*Provided text:*
■ ■ ■
Areas activated by Braille tactile discrimination task in the sighted (top row) and the blind participant who lost his sight at 3 years old (bottom row).
The areas are superimposed on surface-rendered high-resolution MRI image viewed from back (left) and top (right).
In blind subjects, activity was seen in the occipital lobe, which includes the primary visual cortex (bottom left).
In contrast, no activation of the occipital lobe was seen in subjects with normal eyesight (top left).
Activation of the parietal lobe was seen in both cases (right).


Age-dependent activation of the primary visual cortex during Braille tactile discrimination task by the blind. The change in MR signal change recorded in the primary visual cortex of the 15 blind subjects plotted against the age at onset of blindness(bottom row). Using the age of 15 as a demarcation, changes in the task-dependent activity in the primary visual cortex were studied. During the tactile discrimination task, activation was more prominent in early-onset blind, who lost their eyesight before the age of 15, than in late-onset blind participants.The focus of activation was superimposed on high-resolution MRI in the sagittal section (left, top row). The blue lines intersect in the calcarine sulcus, which is an anatomical indicator of the primary visual cortex. The three-dimensional information was collapsed into two-dimensional sagittal , coronal, and transverse images (right, top row), showing that the primary visual cortex is the only area that showed the age-dependent change.
■ ■ ■
*The data:*

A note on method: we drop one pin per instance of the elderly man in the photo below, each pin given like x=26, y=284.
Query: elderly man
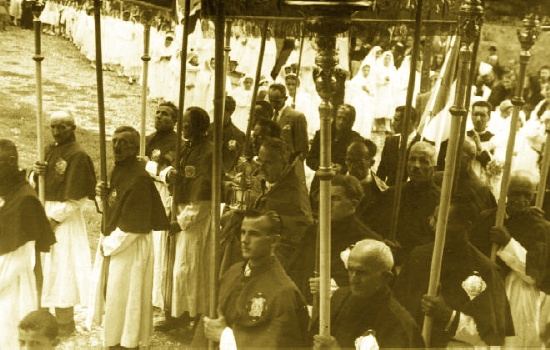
x=359, y=161
x=523, y=243
x=468, y=184
x=259, y=305
x=471, y=308
x=192, y=234
x=160, y=148
x=293, y=123
x=387, y=170
x=419, y=197
x=342, y=137
x=24, y=230
x=482, y=137
x=367, y=306
x=123, y=267
x=284, y=191
x=346, y=228
x=232, y=137
x=70, y=181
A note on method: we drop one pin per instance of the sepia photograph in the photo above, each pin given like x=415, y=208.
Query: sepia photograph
x=274, y=174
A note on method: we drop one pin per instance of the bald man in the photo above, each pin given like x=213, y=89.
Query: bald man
x=24, y=229
x=70, y=181
x=469, y=185
x=524, y=242
x=367, y=306
x=359, y=161
x=419, y=197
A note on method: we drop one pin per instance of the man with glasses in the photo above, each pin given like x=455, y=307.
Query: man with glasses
x=367, y=308
x=523, y=243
■ ■ ■
*Required work:*
**1)** In the passage on Braille and the visual cortex, which anatomical landmark is named as an indicator of the primary visual cortex?
**2)** Reproduce the passage on Braille and the visual cortex word for word, between "The areas are" and "eyesight (top left).", inclusive.
**3)** Resume the passage on Braille and the visual cortex, picking up after its final sentence.

*Exercise answers:*
**1)** The calcarine sulcus.

**2)**
The areas are superimposed on surface-rendered high-resolution MRI image viewed from back (left) and top (right).
In blind subjects, activity was seen in the occipital lobe, which includes the primary visual cortex (bottom left).
In contrast, no activation of the occipital lobe was seen in subjects with normal eyesight (top left).

**3)**
Brain-research methods can be divided into four categories [21] :
the structural analysis of the neural network, a method that includes anatomical, biochemical and molecular biological techniques;
a set of methods seeking to understand the activity inside the brain, including motor, cognitive, affective, memory, learning and autonomous functions, and their relationships to one another. This approach includes the study of brain activation, typified by functional MRI;
an approach making use of patients with brain injuries, and attempting to understand the function of damaged regions through examining particular patterns of deficits in these patients ; and,
more recently, a composition method has been developed, using theoretical simulation. The advantages of fMRI are that it can measure changes in the regional cerebral blood flow simply and repeatedly over the entire human brain and, while it can be effectively used for analyzing individual data, it can also be used for analyzing sequential data.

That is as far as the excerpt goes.